Put every line of the items below into a Markdown table with the columns No. and Text. Number the rows and skip blank lines.
§
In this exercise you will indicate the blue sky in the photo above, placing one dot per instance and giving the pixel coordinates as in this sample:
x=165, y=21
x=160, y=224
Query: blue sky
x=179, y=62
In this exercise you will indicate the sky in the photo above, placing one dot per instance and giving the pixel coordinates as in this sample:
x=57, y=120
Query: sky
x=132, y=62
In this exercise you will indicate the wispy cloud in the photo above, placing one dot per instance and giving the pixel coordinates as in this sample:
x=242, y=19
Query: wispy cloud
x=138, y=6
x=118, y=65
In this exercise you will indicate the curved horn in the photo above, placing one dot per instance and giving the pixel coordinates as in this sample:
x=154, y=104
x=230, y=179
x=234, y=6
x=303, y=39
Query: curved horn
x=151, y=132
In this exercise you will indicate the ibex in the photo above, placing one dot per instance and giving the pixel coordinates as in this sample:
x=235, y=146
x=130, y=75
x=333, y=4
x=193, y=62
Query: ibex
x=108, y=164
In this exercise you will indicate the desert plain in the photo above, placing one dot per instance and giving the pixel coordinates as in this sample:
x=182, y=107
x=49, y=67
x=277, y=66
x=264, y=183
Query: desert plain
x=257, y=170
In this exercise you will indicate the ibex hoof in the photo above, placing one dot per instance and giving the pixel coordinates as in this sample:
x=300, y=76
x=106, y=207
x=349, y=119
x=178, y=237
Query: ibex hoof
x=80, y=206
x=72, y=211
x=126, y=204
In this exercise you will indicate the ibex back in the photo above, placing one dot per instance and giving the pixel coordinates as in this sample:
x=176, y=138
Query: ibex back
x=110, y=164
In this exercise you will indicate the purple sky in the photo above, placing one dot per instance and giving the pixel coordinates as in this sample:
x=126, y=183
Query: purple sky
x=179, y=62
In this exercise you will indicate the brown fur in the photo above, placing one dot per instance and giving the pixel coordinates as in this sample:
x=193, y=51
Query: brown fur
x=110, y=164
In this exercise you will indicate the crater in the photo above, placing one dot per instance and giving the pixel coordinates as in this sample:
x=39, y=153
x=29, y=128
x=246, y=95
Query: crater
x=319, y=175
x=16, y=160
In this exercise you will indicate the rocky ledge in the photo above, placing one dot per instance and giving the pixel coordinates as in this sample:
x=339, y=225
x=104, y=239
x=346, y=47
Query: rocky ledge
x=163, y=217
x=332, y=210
§
◆ **CORRECT OUTPUT**:
| No. | Text |
|---|---|
| 1 | In this exercise you will indicate the blue sky in the photo above, placing one dot per instance and giving the pixel coordinates as in this sample: |
| 2 | x=165, y=21 |
| 3 | x=160, y=224 |
| 4 | Query: blue sky |
| 5 | x=179, y=62 |
| 6 | In this exercise you will indicate the sky in the photo above, placing one dot per instance and giving the pixel coordinates as in this sample: |
| 7 | x=57, y=120 |
| 8 | Query: sky |
| 9 | x=132, y=62 |
| 10 | In this exercise you will indicate the wispy cloud in the photo above, placing one dot per instance and giving the pixel coordinates as in this sample: |
| 11 | x=242, y=19 |
| 12 | Query: wispy cloud |
| 13 | x=138, y=6 |
| 14 | x=118, y=65 |
| 15 | In this exercise you will indicate the curved horn in the photo above, placing one dot per instance and giving the pixel coordinates as in this sample: |
| 16 | x=154, y=104 |
| 17 | x=230, y=179 |
| 18 | x=234, y=6 |
| 19 | x=303, y=39 |
| 20 | Query: curved horn |
| 21 | x=151, y=132 |
| 22 | In this exercise you will indicate the ibex in the photo above, placing one dot per instance and giving the pixel coordinates as in this sample: |
| 23 | x=235, y=146 |
| 24 | x=130, y=75 |
| 25 | x=333, y=4 |
| 26 | x=193, y=62 |
| 27 | Query: ibex |
| 28 | x=108, y=164 |
| 29 | In this exercise you will indicate the desert plain in the photo above, placing one dot per instance and giving the pixel coordinates as in this sample: |
| 30 | x=182, y=107 |
| 31 | x=49, y=67 |
| 32 | x=277, y=66 |
| 33 | x=264, y=183 |
| 34 | Query: desert plain |
| 35 | x=257, y=170 |
| 36 | In this exercise you will indicate the ibex hoof in the photo above, placing one dot per instance and giving the pixel coordinates as in this sample: |
| 37 | x=300, y=76 |
| 38 | x=106, y=207 |
| 39 | x=349, y=119 |
| 40 | x=178, y=237 |
| 41 | Query: ibex hoof |
| 42 | x=80, y=206 |
| 43 | x=72, y=211 |
| 44 | x=126, y=204 |
| 45 | In this exercise you will indicate the ibex back in the photo above, placing one dot per instance and giving the pixel coordinates as in this sample: |
| 46 | x=176, y=138 |
| 47 | Query: ibex back |
| 48 | x=110, y=164 |
| 49 | In this exercise you will indicate the purple sky in the photo above, placing one dot per instance and giving the pixel coordinates as in this sample: |
| 50 | x=126, y=183 |
| 51 | Query: purple sky |
| 52 | x=179, y=62 |
| 53 | In this exercise you will indicate the brown fur in the photo above, placing one dot per instance and giving the pixel coordinates as in this sample: |
| 54 | x=193, y=51 |
| 55 | Query: brown fur |
| 56 | x=110, y=164 |
| 57 | In this exercise you will indicate the crater in the photo above, placing one dot per instance and giving the pixel coordinates as in this sample: |
| 58 | x=39, y=153 |
| 59 | x=29, y=128 |
| 60 | x=246, y=95 |
| 61 | Query: crater |
| 62 | x=319, y=175 |
| 63 | x=16, y=160 |
| 64 | In this exercise you will indicate the rocky ledge in the photo above, placing one dot per instance and giving the pixel coordinates as in this sample: |
| 65 | x=339, y=225 |
| 66 | x=104, y=239 |
| 67 | x=346, y=47 |
| 68 | Query: rocky ledge |
| 69 | x=163, y=217 |
| 70 | x=332, y=210 |